Reproduce the part of the records below that opens with the line containing "Exercise. Identify every instance of the window" and closes with the line containing "(1032, 675)", including both of those lines. Leave the pictures out of your answer.
———
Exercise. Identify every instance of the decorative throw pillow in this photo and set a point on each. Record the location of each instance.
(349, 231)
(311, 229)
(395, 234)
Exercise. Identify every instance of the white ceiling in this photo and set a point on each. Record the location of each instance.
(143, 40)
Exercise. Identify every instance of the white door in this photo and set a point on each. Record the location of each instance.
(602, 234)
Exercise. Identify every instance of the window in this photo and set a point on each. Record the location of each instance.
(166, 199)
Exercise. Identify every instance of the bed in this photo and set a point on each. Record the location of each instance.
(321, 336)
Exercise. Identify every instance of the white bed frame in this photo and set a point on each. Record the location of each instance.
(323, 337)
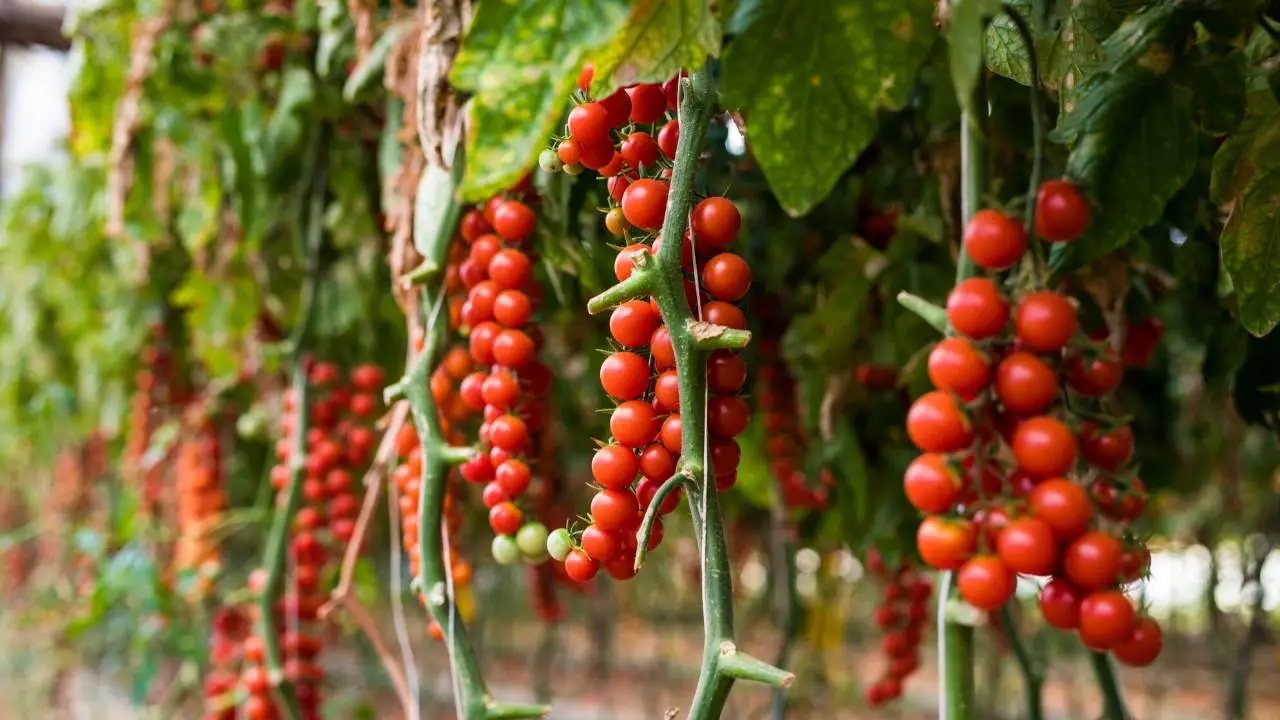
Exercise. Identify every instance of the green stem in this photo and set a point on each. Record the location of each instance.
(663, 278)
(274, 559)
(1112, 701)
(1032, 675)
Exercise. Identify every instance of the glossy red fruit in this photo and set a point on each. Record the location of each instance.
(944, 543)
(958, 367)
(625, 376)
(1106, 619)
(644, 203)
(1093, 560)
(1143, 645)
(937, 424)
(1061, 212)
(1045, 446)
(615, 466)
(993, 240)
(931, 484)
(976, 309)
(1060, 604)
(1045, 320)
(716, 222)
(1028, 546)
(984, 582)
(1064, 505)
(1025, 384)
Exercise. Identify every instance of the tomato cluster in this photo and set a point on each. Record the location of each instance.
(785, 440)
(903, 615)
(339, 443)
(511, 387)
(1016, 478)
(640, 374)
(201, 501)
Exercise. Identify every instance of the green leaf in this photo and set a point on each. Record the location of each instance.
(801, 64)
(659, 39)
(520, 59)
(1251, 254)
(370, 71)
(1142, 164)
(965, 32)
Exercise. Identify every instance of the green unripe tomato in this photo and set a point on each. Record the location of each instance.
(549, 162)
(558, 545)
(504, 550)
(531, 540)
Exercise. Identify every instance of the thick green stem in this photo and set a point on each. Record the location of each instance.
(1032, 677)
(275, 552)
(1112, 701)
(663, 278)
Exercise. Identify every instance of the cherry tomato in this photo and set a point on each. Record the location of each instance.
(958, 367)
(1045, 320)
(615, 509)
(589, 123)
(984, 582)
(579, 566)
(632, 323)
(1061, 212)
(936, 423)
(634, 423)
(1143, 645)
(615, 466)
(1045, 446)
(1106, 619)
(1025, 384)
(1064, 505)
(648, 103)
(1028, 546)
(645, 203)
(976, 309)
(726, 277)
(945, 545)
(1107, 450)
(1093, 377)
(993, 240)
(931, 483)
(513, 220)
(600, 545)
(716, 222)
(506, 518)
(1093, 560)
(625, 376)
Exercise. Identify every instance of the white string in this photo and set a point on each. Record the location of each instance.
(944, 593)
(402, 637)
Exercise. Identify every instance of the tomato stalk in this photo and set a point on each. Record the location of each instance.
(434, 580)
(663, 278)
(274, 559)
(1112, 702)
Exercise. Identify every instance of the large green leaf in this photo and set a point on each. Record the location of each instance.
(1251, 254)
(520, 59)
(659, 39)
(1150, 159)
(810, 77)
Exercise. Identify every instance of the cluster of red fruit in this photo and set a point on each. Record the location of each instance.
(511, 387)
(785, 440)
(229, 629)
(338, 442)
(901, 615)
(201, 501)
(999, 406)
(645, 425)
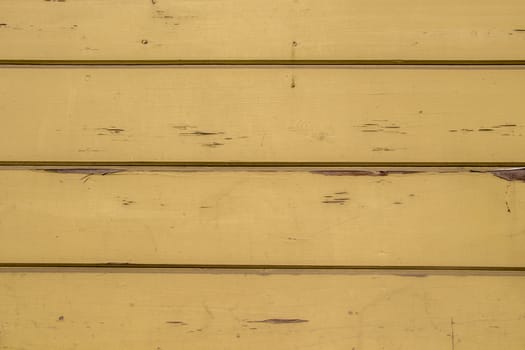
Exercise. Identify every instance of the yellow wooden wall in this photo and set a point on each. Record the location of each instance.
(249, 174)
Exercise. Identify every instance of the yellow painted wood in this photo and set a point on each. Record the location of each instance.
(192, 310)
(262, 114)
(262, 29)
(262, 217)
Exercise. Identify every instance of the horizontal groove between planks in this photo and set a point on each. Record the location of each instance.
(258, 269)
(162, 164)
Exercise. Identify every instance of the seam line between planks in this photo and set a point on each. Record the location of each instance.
———
» **Written response**:
Exercise. Identify every instance of the window in this photo and set a point on each. Record the location of each instance.
(166, 199)
Exercise. Identify every instance of the bed in this photo and set a point on each. Record the location of each instance.
(321, 336)
Exercise. Identify every instance of the white bed frame in this photo and set a point on each. Record the location of each instance.
(323, 337)
Exercise. Identify every instance of the green stem in this photo and set a point on each. Record the location of each instance.
(663, 278)
(274, 559)
(1112, 701)
(1032, 675)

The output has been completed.